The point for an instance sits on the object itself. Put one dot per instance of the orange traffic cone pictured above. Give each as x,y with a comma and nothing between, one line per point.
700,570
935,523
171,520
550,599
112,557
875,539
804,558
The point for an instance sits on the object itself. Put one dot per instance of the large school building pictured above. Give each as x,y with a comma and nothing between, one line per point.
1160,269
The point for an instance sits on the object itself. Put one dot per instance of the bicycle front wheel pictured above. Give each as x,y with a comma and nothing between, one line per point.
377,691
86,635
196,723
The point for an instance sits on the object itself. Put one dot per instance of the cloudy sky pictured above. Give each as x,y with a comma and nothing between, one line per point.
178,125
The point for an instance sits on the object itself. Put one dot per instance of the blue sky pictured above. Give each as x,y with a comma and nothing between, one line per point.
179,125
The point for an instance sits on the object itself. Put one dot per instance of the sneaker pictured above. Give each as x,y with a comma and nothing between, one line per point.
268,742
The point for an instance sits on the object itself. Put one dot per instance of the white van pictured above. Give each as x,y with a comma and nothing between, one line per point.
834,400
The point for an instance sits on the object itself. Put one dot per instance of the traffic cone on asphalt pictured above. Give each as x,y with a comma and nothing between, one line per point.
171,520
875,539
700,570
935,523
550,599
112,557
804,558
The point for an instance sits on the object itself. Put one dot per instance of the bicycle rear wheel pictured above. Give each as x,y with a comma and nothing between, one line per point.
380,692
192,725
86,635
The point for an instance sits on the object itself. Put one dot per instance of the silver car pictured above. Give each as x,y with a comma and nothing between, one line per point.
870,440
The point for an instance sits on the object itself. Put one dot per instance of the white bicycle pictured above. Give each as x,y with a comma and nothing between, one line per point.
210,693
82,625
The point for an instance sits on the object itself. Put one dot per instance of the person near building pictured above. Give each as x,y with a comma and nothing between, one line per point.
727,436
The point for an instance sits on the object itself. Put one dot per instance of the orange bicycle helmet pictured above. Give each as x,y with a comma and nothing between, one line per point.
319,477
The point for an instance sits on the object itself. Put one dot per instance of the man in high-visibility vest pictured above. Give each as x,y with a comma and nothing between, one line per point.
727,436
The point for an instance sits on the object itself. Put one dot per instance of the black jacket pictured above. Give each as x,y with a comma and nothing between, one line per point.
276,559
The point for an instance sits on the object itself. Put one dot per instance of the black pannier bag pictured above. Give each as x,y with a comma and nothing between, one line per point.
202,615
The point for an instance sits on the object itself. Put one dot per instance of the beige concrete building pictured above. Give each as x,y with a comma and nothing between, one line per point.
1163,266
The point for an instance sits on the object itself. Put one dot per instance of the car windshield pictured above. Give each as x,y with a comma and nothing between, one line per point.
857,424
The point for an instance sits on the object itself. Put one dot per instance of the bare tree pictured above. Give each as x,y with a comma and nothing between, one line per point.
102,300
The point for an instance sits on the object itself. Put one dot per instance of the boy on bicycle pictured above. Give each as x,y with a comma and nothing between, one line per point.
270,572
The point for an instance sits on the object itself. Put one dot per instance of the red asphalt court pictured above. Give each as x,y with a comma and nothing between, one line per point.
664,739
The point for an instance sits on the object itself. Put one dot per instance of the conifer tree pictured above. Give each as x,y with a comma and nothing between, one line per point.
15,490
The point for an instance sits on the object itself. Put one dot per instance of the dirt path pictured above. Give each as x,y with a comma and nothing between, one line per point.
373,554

━━━

Quote all the records exactly, please, leaving none out.

The point for an instance sits on the object itself. Put one dot per instance of the orange traffic cone pictured above. Give each as x,y with a comma and nothing between, one line per point.
700,570
935,523
171,520
550,599
112,557
875,539
804,558
The point for an instance sits on the object itself. Put one dot per instance of the large school building pictured above. Give each as x,y with a comma and nothing between, one line per point.
1160,269
The point for an instance sits on the object itself. Put one dot per instance of the bicycle front wheel pictured above. Give each as x,y with a comma and nothing between, one line per point.
377,691
86,635
196,723
The point for an instance sits on the object itself. Put one dot per instance of the cloudy sky pictured above. Give each as x,y with a comma and nothing between, one line per point.
178,125
The point for an instance sits on the object itself. Put one dot per instance of the blue sky pictured above. Give each as x,y with a comma and nothing between, one line per point.
179,125
The point for an instance sits on the object itself. Put one dot per instance of the sneaker pictured above. Give each as x,y with a comma and nothing between, one line per point.
268,742
The point for an instance sits on the object itself. Put one dot per instance of the white van pictured above. Give each as x,y with a comma and nothing between, one line per point.
834,400
The point for an instance sits on the object itself. Put one dot per instance of the traffic cone on asphalt pictured above. Give each as x,y with a comma and nothing between, one line per point.
171,520
875,539
700,570
935,523
550,599
112,557
804,558
The point for an instance sits on the object itself. Put one dot per instance of the bicycle rear wheel pictured above. Give each as x,y with a comma and nothing between, one line per point.
380,692
192,725
86,635
The point for an instance sits on the object itself. Put one dot per instance of the silver car pictured above. Give each as x,y with a comma and nothing between, one line per point.
870,440
The point for an instance sits on the object itself. Put one dot per instance of the white bicycle pictured above. Give each as x,y with a comma and nothing between, one line per point.
210,693
82,625
The point for an instance sits on the object itself. Put one dot per instance of the person near building pictured above. Give each as x,y with a comma and nothing between, one line per point.
727,436
The point for an instance sits on the object itself. Put one dot per instance of the orange bicycle helmet pictured above. Give each as x,y with a comma and nothing between, one line per point.
319,477
The point for an instance sits on the object itself. Put one dot per instance of the man in high-visibility vest pictured above. Give each as x,y with a comma and nothing between, one line per point.
727,436
The point for an instance sits on the object itself. Put one dot per instance of the black jacket pictured above. Give each as x,y with a comma and nothing between, one line per point.
276,559
The point for an instance sits on the object itself. Put one dot per instance of the black pannier bag pictured above. Give each as x,y with a comma and nothing between, one line per point.
202,615
The point for an instance sits on the object itself. Put one dot per instance of the beige concrete building pictured above. Give each as x,y with a comma and nothing between, one line per point.
1163,266
The point for an instance sits on the object itself. Put one dot per instance of the car windshield pictured above. Give each as x,y with a comma and nothing between, one line per point.
857,424
The point for an instance sits on the object itself. Put one dot per instance of the bare tree pictured above. Give each as x,y with a comma and nothing between, one line per point.
102,300
The point for an instance sits on the object itself. Put one dot per instance of the boy on bicycle pictured above. Give each as x,y with a comma and nothing between, one line per point.
270,572
The point for an instance sits on the object itself. Put one dot per instance of the red asphalt court pictured above. Give each as x,y with a comma and nothing between, one line per point.
664,739
The point for an instance sits on the object itself. Put one dot per instance of the conifer tree pictured above. Give each as x,y with a comma and nothing between, one line per point.
15,490
The point for an instance sits on the object itself. Put one dot per instance of the dirt path pictured above. Give each as x,y with a comma and nothing between, one line per point.
373,554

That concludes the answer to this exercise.